• **Task to complete**:
Scan the listing beneath this sentence. Report each line with the word "leaves".

*** Begin section ***

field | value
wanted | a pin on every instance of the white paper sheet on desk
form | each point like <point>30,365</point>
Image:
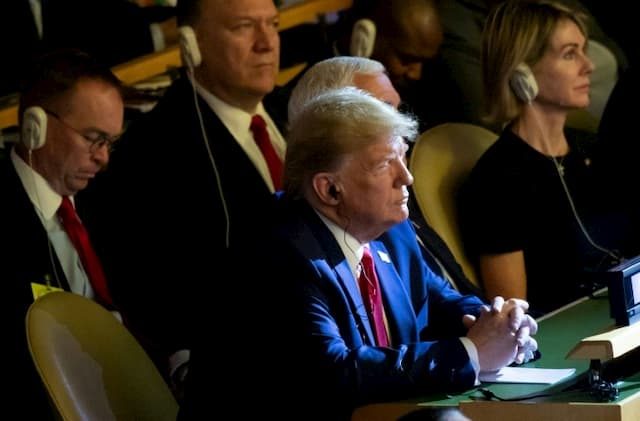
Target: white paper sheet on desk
<point>526,375</point>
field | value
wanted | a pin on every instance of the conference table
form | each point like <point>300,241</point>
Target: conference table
<point>569,399</point>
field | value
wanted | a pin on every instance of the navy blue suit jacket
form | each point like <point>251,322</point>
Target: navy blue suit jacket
<point>424,314</point>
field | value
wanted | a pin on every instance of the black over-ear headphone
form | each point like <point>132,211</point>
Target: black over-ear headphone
<point>523,83</point>
<point>34,128</point>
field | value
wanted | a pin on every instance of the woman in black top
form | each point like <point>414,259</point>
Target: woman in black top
<point>529,211</point>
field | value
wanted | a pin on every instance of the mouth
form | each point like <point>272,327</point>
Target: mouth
<point>583,88</point>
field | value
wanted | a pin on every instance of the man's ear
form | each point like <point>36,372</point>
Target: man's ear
<point>324,185</point>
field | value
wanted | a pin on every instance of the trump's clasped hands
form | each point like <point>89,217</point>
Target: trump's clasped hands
<point>502,333</point>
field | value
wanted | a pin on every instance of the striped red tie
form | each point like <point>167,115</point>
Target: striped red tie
<point>372,297</point>
<point>259,129</point>
<point>80,239</point>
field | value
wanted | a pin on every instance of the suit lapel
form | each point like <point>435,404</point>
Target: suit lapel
<point>397,306</point>
<point>349,284</point>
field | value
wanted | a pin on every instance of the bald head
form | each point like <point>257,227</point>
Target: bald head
<point>409,32</point>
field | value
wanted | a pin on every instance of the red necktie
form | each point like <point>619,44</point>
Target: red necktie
<point>371,295</point>
<point>259,129</point>
<point>80,239</point>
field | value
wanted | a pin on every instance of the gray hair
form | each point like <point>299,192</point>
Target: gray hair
<point>332,73</point>
<point>333,125</point>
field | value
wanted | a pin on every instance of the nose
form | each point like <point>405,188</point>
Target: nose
<point>589,66</point>
<point>101,155</point>
<point>267,37</point>
<point>405,178</point>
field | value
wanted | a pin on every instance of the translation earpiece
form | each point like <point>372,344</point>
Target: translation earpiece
<point>333,191</point>
<point>523,83</point>
<point>34,128</point>
<point>363,38</point>
<point>189,47</point>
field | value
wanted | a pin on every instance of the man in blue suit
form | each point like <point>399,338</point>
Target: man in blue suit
<point>302,286</point>
<point>346,191</point>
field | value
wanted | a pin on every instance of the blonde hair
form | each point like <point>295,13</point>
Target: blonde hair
<point>517,31</point>
<point>332,73</point>
<point>333,125</point>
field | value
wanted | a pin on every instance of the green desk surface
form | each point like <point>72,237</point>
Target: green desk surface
<point>557,335</point>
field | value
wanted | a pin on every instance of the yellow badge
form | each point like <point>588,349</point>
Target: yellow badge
<point>39,290</point>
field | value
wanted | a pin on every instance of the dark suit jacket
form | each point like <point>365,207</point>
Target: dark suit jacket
<point>314,335</point>
<point>24,258</point>
<point>159,216</point>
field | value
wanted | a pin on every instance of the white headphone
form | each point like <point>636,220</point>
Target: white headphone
<point>523,83</point>
<point>189,47</point>
<point>34,128</point>
<point>363,38</point>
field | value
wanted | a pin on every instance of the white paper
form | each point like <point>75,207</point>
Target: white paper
<point>526,375</point>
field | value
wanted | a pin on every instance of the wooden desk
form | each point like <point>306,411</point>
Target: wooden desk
<point>156,63</point>
<point>557,336</point>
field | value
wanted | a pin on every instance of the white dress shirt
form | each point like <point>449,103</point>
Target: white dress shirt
<point>238,123</point>
<point>46,203</point>
<point>353,251</point>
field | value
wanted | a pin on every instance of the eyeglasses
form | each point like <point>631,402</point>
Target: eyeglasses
<point>96,140</point>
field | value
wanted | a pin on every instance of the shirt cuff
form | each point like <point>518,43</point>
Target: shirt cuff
<point>472,351</point>
<point>157,36</point>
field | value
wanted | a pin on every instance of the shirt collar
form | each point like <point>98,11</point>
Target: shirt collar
<point>236,119</point>
<point>350,246</point>
<point>44,198</point>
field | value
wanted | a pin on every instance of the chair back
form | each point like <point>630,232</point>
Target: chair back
<point>91,366</point>
<point>440,161</point>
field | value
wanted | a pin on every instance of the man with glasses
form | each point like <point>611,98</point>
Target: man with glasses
<point>71,112</point>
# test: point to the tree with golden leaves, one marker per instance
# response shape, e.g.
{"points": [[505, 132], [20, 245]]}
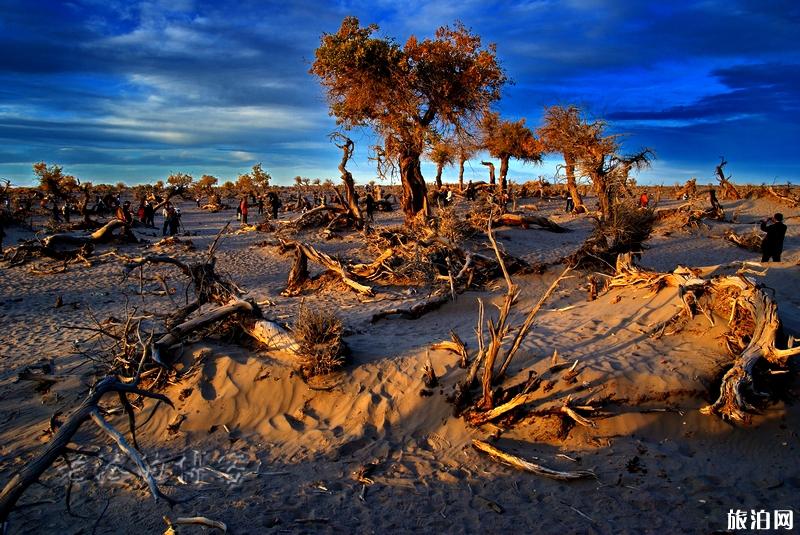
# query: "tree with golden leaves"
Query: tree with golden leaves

*** End section ***

• **Completed exercise**:
# test: point to the tree with golden leaves, one marker per instance
# query: "tree with golden leaves"
Query: tree with golden leaves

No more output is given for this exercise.